Extract provided
—————
| I'm just beginning my road down the path of learning Lisp. My plan for learning is: 1. Read the Practical Common Lisp chapters which introduce Lisp features. 2. Write a web application using Common Lisp (Hunchentoot/Postmodern). After all, the only way to learn a language is to use a language. 3. Re-read Practical Common Lisp and/or other Lisp books. I realize that I won't remember 90% of the material read in Practical Common Lisp in Step 1. However, I'm hoping that I can get an overview of the features available in the language to help design a better web application. Knowing some names of features like CLOS, cons cells, plists, alists (and others that I haven't gotten to yet) will just make it easier for me to search for help when I run into problems. If anyone has any references to good materials for the following: - Learning Common Lisp - Creating CL applications using Hunchentoot and/or Postmodern - Quality Common Lisp API specs - Any other tips for an aspiring Lisper I'd be grateful for any additional information that might help me along the way. |
Books: there is also Graham's "ANSI Common Lisp", which has a different approach from PCL; I found it clearer as first text (but PCL is a necessary reading anyway, for various reasons). But it's a matter of cognitive styles, start from the one that you prefer.
—————
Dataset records
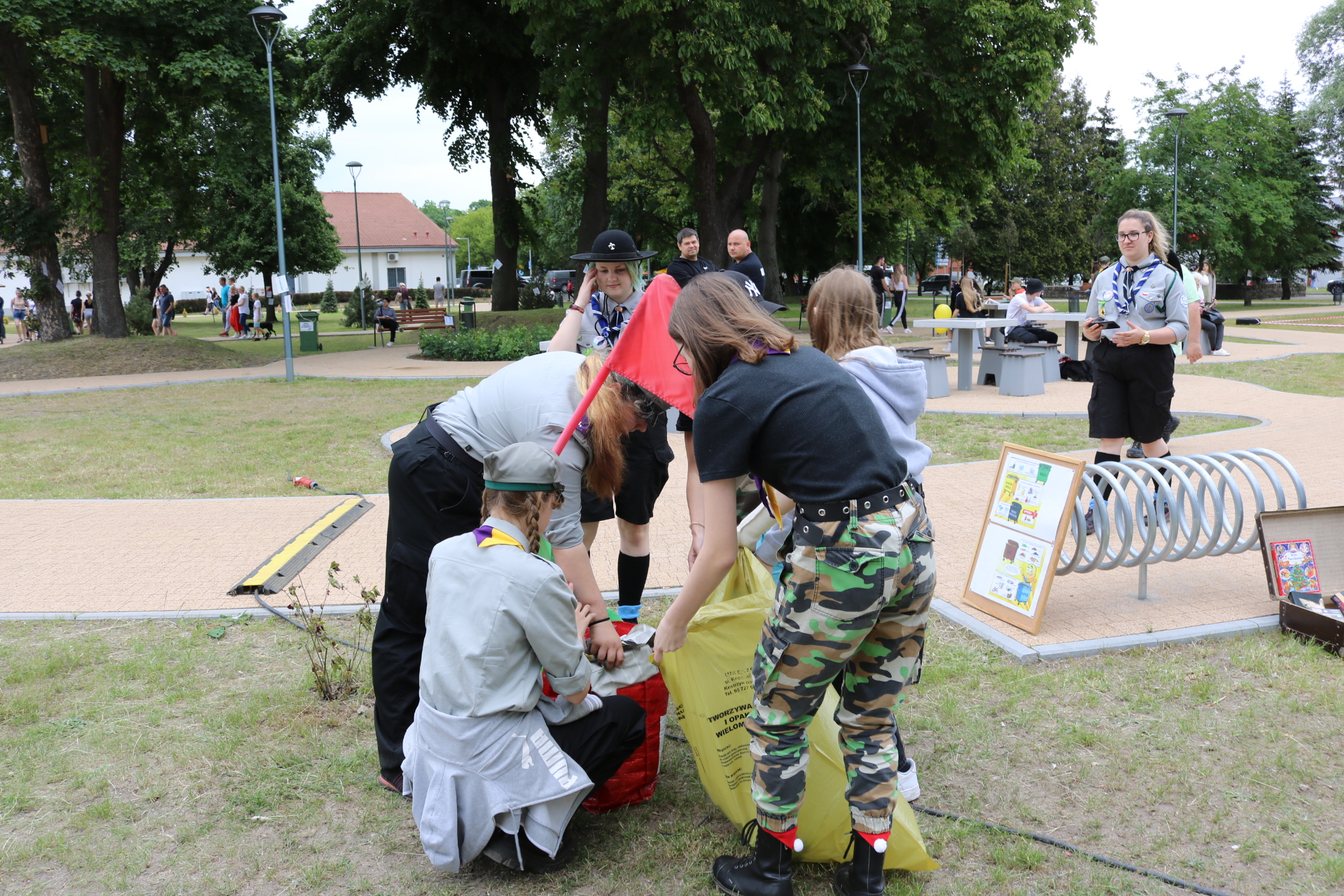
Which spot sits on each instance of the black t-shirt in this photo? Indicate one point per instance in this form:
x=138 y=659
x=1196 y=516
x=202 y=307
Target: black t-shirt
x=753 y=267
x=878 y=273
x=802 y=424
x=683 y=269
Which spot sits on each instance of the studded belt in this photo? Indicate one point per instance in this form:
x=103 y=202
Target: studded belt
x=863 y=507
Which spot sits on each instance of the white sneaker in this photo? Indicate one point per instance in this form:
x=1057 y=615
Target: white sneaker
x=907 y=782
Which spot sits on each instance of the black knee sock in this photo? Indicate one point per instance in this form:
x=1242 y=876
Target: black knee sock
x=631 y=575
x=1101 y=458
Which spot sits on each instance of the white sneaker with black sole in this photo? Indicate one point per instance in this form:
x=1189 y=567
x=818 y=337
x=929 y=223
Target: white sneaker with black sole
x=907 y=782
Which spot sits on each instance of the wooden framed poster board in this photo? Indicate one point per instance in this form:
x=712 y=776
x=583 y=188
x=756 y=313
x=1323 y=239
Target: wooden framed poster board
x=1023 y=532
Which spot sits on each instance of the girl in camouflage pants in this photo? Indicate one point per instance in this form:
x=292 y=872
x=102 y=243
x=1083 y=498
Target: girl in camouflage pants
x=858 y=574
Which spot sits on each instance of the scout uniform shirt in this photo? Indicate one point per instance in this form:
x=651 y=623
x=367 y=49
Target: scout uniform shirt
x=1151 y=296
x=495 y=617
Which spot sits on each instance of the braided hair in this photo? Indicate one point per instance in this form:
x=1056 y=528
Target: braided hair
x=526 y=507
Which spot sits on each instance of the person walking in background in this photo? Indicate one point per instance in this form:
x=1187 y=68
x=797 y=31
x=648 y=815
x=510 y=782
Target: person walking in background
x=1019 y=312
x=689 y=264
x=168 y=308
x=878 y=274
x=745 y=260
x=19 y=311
—————
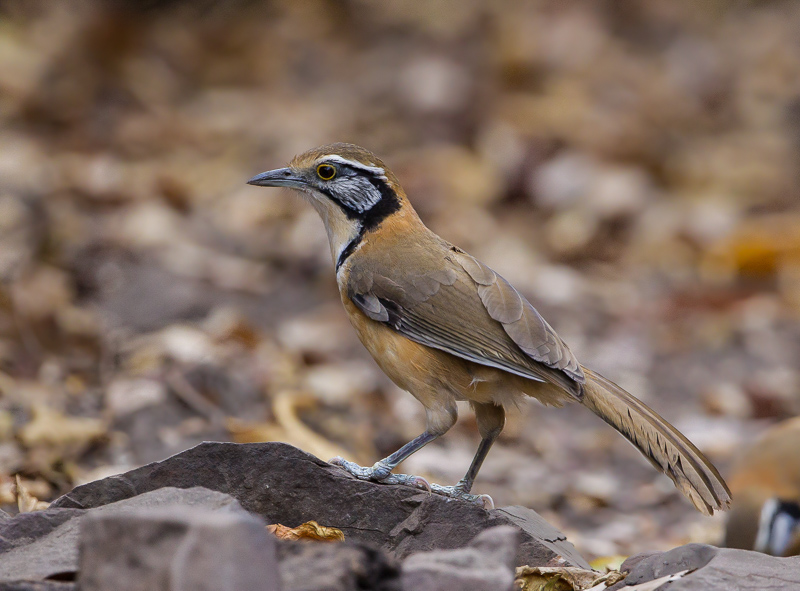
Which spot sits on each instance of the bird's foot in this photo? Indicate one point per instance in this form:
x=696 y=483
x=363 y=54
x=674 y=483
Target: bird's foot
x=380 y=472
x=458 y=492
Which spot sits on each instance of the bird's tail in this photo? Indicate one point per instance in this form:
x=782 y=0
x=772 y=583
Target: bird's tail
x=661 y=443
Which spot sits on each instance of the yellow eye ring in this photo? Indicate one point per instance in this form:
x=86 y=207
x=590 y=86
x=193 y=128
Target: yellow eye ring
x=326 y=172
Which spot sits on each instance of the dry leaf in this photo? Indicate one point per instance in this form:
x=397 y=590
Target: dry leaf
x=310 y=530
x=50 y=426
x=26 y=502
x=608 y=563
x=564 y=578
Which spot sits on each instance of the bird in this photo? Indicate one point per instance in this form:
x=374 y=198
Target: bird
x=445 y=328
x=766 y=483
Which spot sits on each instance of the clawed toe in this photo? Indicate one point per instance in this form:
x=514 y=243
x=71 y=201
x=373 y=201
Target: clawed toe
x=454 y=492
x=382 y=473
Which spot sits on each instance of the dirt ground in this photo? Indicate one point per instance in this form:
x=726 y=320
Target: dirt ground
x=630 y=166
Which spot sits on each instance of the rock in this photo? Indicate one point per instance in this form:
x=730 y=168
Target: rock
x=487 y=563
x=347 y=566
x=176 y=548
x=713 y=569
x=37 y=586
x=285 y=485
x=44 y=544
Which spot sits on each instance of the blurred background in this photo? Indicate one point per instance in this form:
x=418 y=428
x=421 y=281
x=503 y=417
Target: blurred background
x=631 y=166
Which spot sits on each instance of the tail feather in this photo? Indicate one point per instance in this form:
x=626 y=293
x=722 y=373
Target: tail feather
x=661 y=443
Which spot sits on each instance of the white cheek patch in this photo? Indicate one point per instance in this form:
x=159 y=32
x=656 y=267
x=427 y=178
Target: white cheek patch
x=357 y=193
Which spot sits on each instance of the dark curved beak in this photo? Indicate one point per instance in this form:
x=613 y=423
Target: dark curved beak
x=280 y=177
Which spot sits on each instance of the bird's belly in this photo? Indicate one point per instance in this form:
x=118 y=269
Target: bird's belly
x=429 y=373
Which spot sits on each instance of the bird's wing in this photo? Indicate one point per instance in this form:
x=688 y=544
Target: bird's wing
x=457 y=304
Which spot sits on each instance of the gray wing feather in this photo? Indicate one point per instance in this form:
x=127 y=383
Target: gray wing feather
—————
Exercise objective
In the text on learning Lisp, which book does the reply name as having a different approach from Practical Common Lisp? Rely solely on the text on learning Lisp, not on the listing.

Task answer
Graham's "ANSI Common Lisp"